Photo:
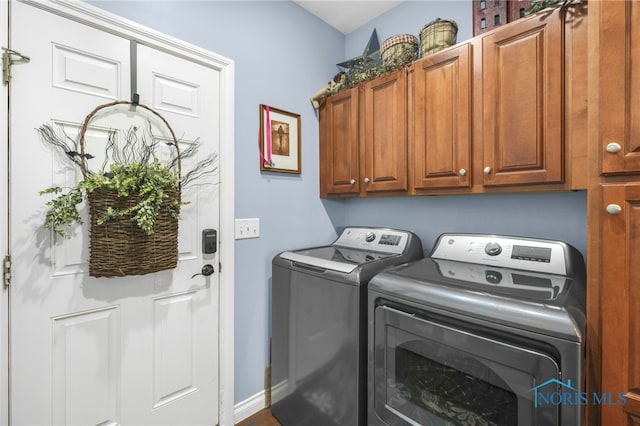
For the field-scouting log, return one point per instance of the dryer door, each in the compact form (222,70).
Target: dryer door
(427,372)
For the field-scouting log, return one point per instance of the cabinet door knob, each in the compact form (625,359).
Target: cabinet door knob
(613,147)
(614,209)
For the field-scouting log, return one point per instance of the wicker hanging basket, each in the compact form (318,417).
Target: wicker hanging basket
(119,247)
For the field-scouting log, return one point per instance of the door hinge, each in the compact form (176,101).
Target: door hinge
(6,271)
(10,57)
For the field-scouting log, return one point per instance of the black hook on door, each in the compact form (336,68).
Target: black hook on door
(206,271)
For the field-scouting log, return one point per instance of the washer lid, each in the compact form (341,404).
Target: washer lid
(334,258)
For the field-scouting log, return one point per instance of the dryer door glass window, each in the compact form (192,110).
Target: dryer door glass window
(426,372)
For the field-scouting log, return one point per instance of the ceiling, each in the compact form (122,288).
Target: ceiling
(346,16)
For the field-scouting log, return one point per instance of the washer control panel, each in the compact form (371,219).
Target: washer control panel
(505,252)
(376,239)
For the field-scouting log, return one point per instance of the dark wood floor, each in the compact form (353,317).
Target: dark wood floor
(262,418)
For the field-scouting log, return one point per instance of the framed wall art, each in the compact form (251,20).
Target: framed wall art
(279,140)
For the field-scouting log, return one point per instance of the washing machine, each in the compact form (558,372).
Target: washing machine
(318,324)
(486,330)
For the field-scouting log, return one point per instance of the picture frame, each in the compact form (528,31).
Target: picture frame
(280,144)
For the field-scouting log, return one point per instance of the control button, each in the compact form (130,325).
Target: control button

#### [Exercise]
Search the entries above for the word "button", and copy every line where it occurs.

#### [Task result]
For the field-scouting log, return one point per instance of the control button, each in the compact form (130,325).
Target: control button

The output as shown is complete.